◆ Goal: Reproduce, word for word, every line starting at the line that contains "Please place a point on every instance of the green" and ending with the final line of the entries.
>> start
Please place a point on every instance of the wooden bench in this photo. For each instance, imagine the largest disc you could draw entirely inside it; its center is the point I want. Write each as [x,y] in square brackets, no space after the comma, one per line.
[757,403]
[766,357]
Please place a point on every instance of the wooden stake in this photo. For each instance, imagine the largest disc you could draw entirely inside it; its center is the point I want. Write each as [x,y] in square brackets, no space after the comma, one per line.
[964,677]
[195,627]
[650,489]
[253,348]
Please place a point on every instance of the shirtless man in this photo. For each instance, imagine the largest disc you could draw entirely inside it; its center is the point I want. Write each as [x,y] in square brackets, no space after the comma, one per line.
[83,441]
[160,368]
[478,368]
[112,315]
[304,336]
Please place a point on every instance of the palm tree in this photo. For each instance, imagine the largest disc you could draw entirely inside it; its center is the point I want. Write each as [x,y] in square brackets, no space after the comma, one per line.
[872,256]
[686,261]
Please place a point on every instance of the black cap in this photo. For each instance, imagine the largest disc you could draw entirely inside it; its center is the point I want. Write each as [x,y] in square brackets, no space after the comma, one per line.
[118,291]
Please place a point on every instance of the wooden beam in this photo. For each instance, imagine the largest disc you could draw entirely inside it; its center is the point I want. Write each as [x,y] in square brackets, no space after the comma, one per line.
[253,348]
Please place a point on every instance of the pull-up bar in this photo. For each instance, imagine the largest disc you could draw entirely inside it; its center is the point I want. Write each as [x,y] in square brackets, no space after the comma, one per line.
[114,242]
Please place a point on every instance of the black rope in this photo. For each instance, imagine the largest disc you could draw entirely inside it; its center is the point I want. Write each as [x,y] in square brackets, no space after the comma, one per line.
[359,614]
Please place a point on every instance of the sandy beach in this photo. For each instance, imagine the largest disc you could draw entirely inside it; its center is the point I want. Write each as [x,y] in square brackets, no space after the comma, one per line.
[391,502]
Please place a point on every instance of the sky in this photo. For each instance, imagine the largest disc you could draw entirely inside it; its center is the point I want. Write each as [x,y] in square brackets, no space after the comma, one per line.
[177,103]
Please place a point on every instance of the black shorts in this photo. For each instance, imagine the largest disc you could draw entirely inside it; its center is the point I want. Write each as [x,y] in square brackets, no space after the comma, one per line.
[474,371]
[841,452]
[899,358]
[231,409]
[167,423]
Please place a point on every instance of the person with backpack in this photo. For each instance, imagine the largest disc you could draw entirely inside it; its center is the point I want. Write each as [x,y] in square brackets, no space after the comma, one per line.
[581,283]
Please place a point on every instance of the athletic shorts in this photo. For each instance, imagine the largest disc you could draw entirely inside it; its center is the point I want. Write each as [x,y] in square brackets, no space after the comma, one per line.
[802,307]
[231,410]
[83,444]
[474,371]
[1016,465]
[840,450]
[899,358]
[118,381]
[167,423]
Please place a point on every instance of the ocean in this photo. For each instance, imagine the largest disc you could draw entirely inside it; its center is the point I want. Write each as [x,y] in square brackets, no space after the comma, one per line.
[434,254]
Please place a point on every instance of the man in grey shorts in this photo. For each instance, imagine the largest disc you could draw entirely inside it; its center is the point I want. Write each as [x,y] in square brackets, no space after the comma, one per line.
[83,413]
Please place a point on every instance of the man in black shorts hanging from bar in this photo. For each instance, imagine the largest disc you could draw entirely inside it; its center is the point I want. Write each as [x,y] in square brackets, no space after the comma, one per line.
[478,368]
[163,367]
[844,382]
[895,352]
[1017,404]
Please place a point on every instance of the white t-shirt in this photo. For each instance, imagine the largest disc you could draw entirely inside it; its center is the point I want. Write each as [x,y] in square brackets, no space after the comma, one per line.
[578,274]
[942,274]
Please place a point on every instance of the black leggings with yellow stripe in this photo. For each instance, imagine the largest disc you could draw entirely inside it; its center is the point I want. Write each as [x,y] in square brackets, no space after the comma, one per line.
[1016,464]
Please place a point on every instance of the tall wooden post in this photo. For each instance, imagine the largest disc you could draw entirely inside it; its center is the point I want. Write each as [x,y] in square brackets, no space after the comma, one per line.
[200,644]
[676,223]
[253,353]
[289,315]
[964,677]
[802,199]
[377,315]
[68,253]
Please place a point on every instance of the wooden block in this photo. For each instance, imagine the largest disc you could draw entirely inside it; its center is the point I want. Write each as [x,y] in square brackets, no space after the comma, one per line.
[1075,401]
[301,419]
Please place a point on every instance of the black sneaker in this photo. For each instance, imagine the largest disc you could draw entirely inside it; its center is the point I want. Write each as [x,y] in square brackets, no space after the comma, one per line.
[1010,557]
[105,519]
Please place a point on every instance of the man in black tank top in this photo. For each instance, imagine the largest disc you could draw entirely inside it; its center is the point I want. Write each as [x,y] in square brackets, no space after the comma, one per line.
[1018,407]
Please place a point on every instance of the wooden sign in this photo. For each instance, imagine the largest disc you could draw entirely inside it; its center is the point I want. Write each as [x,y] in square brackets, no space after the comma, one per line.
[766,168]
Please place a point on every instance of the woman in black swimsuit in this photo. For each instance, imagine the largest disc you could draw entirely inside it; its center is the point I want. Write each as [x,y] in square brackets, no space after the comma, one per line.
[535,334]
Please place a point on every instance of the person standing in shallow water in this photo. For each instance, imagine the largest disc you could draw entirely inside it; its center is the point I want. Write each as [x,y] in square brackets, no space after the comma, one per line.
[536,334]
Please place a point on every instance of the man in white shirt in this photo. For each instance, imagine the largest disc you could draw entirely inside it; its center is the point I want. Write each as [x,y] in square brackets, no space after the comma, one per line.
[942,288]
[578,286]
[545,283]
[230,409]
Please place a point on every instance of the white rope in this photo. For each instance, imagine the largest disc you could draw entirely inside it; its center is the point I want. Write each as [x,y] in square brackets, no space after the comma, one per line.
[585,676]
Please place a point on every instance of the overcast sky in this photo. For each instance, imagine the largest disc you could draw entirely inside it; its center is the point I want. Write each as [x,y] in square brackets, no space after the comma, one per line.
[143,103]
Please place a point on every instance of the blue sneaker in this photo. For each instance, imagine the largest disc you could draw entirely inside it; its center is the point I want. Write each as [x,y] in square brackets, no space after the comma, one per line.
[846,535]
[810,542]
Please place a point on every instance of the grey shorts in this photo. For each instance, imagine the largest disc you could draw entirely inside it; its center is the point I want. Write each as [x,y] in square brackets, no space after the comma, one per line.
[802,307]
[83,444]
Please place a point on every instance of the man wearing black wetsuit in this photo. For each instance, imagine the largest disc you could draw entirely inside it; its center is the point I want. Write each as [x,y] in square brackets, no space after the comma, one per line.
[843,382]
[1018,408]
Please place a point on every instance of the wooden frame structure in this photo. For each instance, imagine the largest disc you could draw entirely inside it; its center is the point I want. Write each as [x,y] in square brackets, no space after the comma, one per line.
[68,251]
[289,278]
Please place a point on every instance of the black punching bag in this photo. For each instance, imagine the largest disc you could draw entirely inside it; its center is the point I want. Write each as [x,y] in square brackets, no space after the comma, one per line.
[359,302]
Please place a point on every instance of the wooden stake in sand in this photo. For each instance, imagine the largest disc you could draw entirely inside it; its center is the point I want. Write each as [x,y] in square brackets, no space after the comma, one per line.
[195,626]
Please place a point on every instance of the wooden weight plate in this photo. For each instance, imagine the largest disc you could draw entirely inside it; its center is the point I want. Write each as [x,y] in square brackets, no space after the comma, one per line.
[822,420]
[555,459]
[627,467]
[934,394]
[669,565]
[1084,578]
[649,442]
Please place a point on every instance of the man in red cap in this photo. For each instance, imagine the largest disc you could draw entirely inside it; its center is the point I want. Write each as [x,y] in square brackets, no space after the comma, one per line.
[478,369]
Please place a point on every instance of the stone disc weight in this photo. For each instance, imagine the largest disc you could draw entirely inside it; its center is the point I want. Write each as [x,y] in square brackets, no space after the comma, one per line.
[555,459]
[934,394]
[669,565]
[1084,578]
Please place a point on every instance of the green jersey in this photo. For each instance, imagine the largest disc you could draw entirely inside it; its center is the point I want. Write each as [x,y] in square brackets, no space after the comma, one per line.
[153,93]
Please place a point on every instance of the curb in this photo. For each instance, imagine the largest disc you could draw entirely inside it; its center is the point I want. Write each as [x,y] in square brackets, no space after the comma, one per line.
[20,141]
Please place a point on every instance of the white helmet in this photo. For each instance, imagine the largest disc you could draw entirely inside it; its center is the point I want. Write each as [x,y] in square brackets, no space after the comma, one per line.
>> end
◆ Result:
Please place a point on every instance of the green jersey in this photo. For each instance, imagine the largest disc you could draw entirely inside it; its center is the point I want. Write each as [x,y] in square brackets, no space after the comma, one per line.
[153,93]
Please place a point on every instance of the curb in this photo. For each instance, imagine the largest disc you could draw entirely inside it; its center is the point I want. Write each as [x,y] in square brackets, no space after the comma, one per line.
[20,141]
Please place a point on every instance of the white helmet in this photo. For each instance, imagine the largest disc you could draw entirely inside it; its center is the point I want. Write each as [x,y] in square brackets, no space after the comma, one per line.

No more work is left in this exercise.